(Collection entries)

————————

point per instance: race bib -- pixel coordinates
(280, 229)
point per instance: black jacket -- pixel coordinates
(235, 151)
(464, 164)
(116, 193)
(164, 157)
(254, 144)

————————

◆ Work to be completed: Your job is to copy all the records exactly.

◆ Worked solution:
point per instance: race bib -- pixel coordinates
(280, 229)
point per instance: black jacket -- pixel coordinates
(235, 151)
(464, 164)
(116, 193)
(164, 157)
(254, 144)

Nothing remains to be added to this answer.